İncelenecek metin:
========================
Sayın Sibel SİBER, 11 milyon 250 bin Dolarlık ihalesiz Ercan denetlenmesi olayında artık başkan olarak düğmeye basma zamanı gelmedi mi? Bu arada sorumlu sadece Tahsin bey değil bütün bakanlar kuruludur bunu da unutmamak gerek değil mi!
Sayın Ertan ALİGÜLLÜ, KGS birincisi sizin okuldan çıktı ama her nedense ilgili dershane bu olayı sahiplenip reklamını yaptı. Artık sesinizi çıkarma vakti gelmedi mi? Özellikle de Vedia hocanın hakkını da unutmamak lazım değil mi?
Sayın Özkan YORGANCIOĞLU, Başbakan olduğunuz dönemde tapu müdürünün görevden alınmasının bir takım gerekçeleri biraz geç olsa da gün yüzüne çıkmaya başladı. Talimatın kimden ve neden geldiği epey merak konusu oldu!
========================
Alıştırma girdisi:
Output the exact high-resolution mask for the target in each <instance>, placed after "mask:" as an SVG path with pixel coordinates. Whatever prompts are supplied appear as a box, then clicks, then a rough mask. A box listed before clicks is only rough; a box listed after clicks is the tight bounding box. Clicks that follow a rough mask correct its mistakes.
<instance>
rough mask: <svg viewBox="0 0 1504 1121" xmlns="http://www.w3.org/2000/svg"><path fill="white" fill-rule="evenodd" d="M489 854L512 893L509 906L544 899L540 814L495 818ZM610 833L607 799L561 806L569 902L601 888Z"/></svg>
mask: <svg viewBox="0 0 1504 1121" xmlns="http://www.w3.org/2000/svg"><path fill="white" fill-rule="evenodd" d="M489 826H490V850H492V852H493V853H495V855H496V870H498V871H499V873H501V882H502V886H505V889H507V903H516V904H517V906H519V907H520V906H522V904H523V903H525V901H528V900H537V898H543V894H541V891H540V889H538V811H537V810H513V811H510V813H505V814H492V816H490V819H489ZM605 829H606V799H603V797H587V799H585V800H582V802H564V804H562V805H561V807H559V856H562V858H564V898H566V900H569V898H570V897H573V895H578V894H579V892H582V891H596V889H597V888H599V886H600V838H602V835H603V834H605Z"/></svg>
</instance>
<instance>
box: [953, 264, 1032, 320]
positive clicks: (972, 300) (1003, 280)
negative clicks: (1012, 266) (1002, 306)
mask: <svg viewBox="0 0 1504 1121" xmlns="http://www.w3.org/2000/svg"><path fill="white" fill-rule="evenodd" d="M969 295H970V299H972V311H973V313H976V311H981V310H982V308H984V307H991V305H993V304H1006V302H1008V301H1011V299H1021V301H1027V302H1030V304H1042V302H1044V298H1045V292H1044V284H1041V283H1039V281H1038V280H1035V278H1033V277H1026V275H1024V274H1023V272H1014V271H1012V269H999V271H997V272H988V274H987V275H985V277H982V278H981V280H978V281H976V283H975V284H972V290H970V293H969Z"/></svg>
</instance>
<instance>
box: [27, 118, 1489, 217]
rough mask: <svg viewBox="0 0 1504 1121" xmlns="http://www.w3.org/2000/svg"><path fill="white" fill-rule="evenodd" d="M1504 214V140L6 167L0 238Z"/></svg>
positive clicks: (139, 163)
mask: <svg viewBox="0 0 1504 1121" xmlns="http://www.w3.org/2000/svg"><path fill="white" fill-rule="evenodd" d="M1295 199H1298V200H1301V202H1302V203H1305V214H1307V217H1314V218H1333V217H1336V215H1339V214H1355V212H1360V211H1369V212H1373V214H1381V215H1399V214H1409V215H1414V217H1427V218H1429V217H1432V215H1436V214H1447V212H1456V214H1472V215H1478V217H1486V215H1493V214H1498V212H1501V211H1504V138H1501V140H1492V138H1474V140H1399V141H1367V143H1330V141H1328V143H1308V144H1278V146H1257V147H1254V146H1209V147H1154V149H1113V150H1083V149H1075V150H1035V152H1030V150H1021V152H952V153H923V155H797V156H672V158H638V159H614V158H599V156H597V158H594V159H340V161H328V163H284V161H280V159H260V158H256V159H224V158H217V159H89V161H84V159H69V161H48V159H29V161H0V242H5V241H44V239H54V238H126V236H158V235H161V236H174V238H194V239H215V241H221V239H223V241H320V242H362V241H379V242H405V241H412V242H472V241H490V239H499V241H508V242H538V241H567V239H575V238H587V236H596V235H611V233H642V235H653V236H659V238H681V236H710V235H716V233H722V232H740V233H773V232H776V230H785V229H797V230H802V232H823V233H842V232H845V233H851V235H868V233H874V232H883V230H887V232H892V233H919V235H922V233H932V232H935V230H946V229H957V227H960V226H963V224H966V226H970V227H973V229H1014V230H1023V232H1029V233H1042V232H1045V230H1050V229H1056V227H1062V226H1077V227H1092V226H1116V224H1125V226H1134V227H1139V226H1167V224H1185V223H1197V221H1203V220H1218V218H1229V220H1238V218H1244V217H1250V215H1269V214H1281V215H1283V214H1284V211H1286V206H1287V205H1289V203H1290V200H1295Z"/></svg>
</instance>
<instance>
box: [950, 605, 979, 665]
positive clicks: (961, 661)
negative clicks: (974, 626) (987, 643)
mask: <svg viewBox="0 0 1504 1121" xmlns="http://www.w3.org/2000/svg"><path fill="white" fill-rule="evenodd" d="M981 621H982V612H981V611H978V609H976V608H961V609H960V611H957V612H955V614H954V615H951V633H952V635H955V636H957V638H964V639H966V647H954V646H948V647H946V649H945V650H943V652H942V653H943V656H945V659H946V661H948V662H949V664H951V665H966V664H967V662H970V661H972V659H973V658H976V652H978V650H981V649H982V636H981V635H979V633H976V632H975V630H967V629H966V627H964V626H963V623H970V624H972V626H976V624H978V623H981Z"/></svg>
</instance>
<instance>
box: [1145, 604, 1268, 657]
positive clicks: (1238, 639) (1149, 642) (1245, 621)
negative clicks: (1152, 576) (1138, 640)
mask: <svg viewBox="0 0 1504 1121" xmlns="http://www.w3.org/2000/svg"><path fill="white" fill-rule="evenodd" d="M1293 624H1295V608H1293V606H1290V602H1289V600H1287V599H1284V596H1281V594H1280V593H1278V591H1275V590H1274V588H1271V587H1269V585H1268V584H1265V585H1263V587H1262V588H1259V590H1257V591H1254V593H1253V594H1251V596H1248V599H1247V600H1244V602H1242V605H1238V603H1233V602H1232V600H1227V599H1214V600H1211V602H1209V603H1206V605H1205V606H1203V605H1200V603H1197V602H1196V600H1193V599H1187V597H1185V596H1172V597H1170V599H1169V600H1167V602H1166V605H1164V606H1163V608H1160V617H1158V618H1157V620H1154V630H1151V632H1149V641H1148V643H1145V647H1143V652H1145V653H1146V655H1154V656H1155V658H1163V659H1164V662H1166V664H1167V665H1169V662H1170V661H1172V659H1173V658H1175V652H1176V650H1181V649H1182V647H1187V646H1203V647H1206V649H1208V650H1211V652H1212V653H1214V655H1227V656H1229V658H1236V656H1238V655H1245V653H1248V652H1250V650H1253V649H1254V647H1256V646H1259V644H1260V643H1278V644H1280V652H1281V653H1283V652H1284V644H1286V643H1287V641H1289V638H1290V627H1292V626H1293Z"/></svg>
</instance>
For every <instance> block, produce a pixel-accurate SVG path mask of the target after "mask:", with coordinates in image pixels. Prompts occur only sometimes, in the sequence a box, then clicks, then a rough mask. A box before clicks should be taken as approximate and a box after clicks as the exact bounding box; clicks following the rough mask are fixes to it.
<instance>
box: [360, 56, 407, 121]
========================
Görev 1: İncelenecek metinde "Sayın Sibel SİBER, 11" ile başlayıp "lazım değil mi?" ifadesine kadar süren kısmı aynen alıntılayın.
Görev 2: Kayıtlarda "target" dizesini içeren her satırı gösterin.
Kayıtlar metinle hiçbir şekilde ilişkili değildir.

Sonuç 1:
Sayın Sibel SİBER, 11 milyon 250 bin Dolarlık ihalesiz Ercan denetlenmesi olayında artık başkan olarak düğmeye basma zamanı gelmedi mi? Bu arada sorumlu sadece Tahsin bey değil bütün bakanlar kuruludur bunu da unutmamak gerek değil mi!
Sayın Ertan ALİGÜLLÜ, KGS birincisi sizin okuldan çıktı ama her nedense ilgili dershane bu olayı sahiplenip reklamını yaptı. Artık sesinizi çıkarma vakti gelmedi mi? Özellikle de Vedia hocanın hakkını da unutmamak lazım değil mi?

Sonuç 2:
Output the exact high-resolution mask for the target in each <instance>, placed after "mask:" as an SVG path with pixel coordinates. Whatever prompts are supplied appear as a box, then clicks, then a rough mask. A box listed before clicks is only rough; a box listed after clicks is the tight bounding box. Clicks that follow a rough mask correct its mistakes.
For every <instance> block, produce a pixel-accurate SVG path mask of the target after "mask:", with coordinates in image pixels. Prompts occur only sometimes, in the sequence a box, then clicks, then a rough mask. A box before clicks should be taken as approximate and a box after clicks as the exact bounding box; clicks following the rough mask are fixes to it.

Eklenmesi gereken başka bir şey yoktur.